#### GOAL
Copy out, unchanged, the part of the items that opens with the line containing "Intersection-audit request. Target: blue dress" and runs to the end of the items, including both the first and last lines.
● ● ● ●
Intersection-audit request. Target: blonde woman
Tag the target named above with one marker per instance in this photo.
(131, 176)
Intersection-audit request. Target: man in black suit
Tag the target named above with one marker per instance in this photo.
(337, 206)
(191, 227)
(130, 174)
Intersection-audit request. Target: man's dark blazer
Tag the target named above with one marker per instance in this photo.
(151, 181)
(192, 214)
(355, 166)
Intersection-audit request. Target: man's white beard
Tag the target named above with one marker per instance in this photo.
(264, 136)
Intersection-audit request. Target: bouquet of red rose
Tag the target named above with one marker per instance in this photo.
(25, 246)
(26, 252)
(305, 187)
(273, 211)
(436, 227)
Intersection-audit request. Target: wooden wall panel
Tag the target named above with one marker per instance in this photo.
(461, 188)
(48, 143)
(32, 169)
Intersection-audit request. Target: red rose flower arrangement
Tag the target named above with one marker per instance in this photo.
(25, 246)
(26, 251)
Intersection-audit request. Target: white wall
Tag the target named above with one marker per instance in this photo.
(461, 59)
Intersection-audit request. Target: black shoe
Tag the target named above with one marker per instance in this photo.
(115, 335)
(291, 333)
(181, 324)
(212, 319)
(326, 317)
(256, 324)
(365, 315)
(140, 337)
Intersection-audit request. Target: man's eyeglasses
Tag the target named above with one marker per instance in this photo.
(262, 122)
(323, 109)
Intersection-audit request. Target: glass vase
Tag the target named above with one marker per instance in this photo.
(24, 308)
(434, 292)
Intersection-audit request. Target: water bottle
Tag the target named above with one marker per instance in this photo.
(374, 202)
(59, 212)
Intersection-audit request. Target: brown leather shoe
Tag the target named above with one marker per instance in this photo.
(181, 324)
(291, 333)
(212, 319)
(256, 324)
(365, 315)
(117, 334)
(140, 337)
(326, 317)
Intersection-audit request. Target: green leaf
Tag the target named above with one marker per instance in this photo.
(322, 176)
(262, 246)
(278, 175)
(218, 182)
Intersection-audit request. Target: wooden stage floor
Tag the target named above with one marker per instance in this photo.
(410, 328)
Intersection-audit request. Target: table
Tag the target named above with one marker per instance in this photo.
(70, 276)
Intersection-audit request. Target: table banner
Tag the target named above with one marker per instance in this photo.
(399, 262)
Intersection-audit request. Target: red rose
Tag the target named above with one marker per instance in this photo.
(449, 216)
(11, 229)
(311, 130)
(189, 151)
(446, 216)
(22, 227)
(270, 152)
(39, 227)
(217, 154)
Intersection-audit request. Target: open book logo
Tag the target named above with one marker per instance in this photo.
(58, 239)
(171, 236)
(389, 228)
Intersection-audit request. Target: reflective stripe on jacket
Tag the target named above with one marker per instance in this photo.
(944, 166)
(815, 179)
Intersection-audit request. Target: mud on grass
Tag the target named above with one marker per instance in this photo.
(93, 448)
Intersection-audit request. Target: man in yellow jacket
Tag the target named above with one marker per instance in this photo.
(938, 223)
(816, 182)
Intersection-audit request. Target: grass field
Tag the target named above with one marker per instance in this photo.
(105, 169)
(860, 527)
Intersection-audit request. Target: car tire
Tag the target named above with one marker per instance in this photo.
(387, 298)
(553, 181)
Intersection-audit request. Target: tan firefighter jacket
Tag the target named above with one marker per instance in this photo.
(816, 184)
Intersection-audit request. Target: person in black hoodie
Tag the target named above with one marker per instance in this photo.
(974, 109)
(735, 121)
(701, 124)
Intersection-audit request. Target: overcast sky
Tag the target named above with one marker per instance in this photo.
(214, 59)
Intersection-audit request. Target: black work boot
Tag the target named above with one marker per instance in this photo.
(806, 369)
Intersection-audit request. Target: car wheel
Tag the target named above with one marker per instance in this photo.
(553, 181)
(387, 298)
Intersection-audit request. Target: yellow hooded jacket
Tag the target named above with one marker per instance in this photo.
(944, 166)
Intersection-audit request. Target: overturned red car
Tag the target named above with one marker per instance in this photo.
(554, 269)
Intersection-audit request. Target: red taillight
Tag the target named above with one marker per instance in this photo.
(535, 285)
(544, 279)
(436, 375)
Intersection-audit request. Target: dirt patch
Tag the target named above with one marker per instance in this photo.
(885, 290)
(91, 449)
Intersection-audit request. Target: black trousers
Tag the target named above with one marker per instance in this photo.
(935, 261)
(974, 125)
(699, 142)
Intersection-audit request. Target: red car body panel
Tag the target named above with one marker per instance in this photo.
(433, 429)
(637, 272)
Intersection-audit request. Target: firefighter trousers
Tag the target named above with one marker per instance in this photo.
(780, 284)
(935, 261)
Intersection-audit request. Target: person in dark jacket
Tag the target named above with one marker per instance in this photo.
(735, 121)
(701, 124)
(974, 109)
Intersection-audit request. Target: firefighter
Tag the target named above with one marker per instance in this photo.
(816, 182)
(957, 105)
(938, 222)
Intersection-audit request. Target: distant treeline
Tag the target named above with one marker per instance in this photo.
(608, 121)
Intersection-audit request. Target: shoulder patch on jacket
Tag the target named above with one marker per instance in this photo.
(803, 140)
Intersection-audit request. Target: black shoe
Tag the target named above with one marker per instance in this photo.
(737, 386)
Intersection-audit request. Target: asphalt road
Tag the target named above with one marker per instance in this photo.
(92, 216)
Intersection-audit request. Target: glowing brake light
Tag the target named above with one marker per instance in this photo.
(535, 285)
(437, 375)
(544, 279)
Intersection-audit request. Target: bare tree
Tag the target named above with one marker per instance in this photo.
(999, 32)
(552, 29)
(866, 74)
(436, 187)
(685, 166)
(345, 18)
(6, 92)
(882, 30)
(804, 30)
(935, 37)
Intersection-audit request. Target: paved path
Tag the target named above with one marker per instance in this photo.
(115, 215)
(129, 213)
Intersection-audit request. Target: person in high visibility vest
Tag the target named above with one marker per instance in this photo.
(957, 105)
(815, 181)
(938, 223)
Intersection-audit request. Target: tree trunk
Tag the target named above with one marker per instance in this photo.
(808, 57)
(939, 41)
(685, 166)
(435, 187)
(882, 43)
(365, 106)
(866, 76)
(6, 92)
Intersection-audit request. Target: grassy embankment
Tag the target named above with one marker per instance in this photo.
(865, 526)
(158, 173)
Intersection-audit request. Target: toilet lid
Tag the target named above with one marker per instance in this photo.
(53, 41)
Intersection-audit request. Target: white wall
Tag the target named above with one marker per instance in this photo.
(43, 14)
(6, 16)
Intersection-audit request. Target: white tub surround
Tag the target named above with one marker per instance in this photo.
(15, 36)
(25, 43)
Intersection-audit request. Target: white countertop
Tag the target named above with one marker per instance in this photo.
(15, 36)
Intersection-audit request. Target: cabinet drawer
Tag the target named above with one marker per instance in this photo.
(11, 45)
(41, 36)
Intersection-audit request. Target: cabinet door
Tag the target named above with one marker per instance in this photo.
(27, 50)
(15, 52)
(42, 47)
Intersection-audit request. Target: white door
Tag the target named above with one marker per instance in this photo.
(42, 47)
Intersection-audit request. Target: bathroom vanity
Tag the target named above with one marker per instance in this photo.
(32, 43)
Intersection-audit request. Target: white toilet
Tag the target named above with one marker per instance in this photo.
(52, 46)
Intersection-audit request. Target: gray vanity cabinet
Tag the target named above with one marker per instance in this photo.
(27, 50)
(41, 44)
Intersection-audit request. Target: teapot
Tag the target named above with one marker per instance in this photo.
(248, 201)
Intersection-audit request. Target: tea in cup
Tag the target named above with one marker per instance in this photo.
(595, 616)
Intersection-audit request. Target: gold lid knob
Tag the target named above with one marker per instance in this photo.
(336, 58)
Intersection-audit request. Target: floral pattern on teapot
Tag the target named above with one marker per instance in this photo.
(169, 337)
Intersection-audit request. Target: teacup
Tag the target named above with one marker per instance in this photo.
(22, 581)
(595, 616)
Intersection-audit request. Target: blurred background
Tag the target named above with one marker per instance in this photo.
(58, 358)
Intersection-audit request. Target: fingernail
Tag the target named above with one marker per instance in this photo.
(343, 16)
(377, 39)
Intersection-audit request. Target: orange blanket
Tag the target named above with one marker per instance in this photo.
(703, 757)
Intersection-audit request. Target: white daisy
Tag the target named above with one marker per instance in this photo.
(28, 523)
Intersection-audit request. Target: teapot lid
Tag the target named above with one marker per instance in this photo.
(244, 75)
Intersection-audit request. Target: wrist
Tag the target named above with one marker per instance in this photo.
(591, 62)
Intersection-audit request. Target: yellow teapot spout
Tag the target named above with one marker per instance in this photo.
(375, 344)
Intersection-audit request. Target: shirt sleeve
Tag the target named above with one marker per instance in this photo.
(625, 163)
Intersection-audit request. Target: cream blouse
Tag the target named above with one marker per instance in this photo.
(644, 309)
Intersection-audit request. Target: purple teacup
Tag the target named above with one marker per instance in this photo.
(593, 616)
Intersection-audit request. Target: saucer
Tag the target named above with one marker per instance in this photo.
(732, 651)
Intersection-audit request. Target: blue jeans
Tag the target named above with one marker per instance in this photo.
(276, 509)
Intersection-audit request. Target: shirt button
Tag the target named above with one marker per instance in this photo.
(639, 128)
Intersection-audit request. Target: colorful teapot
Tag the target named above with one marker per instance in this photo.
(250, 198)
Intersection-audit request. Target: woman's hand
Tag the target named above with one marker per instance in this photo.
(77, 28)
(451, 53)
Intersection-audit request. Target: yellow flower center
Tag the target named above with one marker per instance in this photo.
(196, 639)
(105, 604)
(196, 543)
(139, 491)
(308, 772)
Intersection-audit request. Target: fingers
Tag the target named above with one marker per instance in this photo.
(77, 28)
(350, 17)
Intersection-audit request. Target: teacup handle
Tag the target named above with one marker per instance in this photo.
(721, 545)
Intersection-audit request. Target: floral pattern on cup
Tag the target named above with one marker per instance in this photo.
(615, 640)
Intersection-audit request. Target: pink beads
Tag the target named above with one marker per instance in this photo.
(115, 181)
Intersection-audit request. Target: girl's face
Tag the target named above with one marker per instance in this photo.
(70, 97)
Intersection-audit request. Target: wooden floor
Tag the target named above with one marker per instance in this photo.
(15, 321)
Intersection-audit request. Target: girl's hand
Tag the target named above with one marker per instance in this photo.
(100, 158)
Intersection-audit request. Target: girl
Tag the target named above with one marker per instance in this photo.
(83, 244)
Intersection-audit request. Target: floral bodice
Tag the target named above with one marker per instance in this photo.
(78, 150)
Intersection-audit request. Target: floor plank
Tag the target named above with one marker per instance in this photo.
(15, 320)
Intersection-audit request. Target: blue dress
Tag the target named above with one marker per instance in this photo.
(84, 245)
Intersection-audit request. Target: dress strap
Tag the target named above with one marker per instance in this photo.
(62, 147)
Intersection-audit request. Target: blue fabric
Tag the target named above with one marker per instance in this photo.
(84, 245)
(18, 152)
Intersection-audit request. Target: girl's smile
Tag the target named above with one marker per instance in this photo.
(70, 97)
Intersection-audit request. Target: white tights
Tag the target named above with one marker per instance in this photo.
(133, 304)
● ● ● ●
#### EXERCISE RESPONSE
Intersection-audit request. Target: blue dress
Tag the target named above with one marker per instance in this photo.
(84, 245)
Intersection-audit request. Target: dress strap
Tag the target named above with one marker per instance in this photo.
(62, 147)
Intersection-audit request. Target: blue fabric
Tag the target named above with one marker per instance in this photo.
(84, 245)
(18, 152)
Intersection-audit request. Target: girl's smile
Tag the target named above with one marker per instance in this photo.
(70, 97)
Intersection-audit request. Target: white tights
Tag the target named above with one marker per instance in this photo.
(133, 304)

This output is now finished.